Assignment: Word for word, repeat all of the entries.

Point-per-instance localization data
※

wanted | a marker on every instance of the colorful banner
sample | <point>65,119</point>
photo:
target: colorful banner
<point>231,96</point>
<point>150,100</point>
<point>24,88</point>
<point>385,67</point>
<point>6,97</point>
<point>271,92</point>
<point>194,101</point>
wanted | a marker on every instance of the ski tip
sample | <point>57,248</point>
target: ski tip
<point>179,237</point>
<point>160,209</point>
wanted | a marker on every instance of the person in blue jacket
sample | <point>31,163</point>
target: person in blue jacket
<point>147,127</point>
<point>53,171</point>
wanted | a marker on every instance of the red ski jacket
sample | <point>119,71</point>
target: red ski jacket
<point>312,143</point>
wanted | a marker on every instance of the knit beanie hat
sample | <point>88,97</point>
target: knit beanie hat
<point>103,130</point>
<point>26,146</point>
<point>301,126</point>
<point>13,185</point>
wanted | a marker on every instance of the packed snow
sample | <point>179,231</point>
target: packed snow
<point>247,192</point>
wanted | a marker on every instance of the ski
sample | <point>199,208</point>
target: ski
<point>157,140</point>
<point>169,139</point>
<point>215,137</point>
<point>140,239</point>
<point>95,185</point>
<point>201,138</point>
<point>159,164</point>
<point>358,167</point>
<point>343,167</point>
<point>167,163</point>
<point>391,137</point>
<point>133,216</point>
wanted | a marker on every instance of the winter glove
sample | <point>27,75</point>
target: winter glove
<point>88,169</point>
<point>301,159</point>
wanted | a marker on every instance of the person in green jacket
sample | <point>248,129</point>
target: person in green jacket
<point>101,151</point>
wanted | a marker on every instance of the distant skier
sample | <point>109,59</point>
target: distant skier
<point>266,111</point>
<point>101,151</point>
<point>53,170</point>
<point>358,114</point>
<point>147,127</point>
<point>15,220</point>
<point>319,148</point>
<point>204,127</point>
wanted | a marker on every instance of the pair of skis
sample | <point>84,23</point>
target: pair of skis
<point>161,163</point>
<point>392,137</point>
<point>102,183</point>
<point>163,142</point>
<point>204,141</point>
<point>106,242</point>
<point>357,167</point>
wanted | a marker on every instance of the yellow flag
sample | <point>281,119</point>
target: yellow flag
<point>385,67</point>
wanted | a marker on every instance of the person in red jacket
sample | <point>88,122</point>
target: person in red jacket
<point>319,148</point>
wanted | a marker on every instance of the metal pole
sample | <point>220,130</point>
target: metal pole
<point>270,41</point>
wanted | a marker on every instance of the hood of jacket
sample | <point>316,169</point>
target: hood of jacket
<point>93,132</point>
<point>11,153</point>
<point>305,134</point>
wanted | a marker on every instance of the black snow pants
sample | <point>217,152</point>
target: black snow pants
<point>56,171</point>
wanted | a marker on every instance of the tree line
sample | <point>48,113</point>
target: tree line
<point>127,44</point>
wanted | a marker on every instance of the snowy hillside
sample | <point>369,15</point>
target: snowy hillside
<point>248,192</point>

※

Exercise output:
wanted | a marker on every instance of the colorful banner
sample | <point>65,119</point>
photo:
target: colorful banner
<point>231,96</point>
<point>150,100</point>
<point>24,88</point>
<point>385,67</point>
<point>6,97</point>
<point>271,92</point>
<point>194,101</point>
wanted | a marker on every instance of the ski tip
sample | <point>57,248</point>
target: ski tip
<point>179,237</point>
<point>160,209</point>
wanted | a marker on every instance of the person in blue jacket
sample | <point>31,163</point>
target: person in blue jacket
<point>147,127</point>
<point>53,171</point>
wanted | a marker on every instance of the red ski jacket
sample | <point>119,71</point>
target: red ski jacket
<point>312,143</point>
wanted | a marker on every instance of the knit beanie hat
sample | <point>88,97</point>
target: knit beanie hat
<point>103,130</point>
<point>26,146</point>
<point>301,126</point>
<point>13,185</point>
wanted | a marker on every instance of the packed snow
sample | <point>179,231</point>
target: packed snow
<point>247,192</point>
wanted | a marker on every instance of the ski
sample | <point>199,208</point>
target: ski
<point>157,140</point>
<point>169,139</point>
<point>215,137</point>
<point>140,239</point>
<point>95,185</point>
<point>201,138</point>
<point>159,164</point>
<point>358,167</point>
<point>343,167</point>
<point>167,163</point>
<point>391,137</point>
<point>133,216</point>
wanted | a marker on every instance of the winter glove
sample | <point>27,75</point>
target: winter glove
<point>88,169</point>
<point>301,159</point>
wanted | a marker on every instance of the person in green jacket
sample | <point>248,129</point>
target: person in green jacket
<point>101,151</point>
wanted | a marker on every instance of the distant skier
sample | <point>109,59</point>
target: distant skier
<point>266,111</point>
<point>101,151</point>
<point>53,170</point>
<point>358,114</point>
<point>147,127</point>
<point>15,220</point>
<point>319,148</point>
<point>204,127</point>
wanted | a marker on every instance of the pair of skis
sample | <point>84,23</point>
target: pair of skis
<point>161,163</point>
<point>392,137</point>
<point>102,183</point>
<point>163,142</point>
<point>204,141</point>
<point>106,242</point>
<point>357,167</point>
wanted | a marker on every instance of the yellow flag
sample | <point>281,119</point>
target: yellow flag
<point>385,67</point>
wanted | a marker on every instance of the person in red jacket
sample | <point>88,122</point>
target: person in red jacket
<point>319,148</point>
wanted | a marker on every instance of the metal pole
sample | <point>220,130</point>
target: metal pole
<point>270,41</point>
wanted | a marker on every instance of the hood of jacket
sample | <point>316,169</point>
target: hood of jacket
<point>93,132</point>
<point>11,153</point>
<point>305,134</point>
wanted | a marker on every instance of the black snow pants
sample | <point>217,152</point>
target: black snow pants
<point>56,171</point>
wanted | a marker on every instance of the tree line
sample | <point>48,113</point>
target: tree line
<point>127,44</point>
wanted | a marker on every instance of the snowy hillside
sample | <point>369,15</point>
target: snowy hillside
<point>248,192</point>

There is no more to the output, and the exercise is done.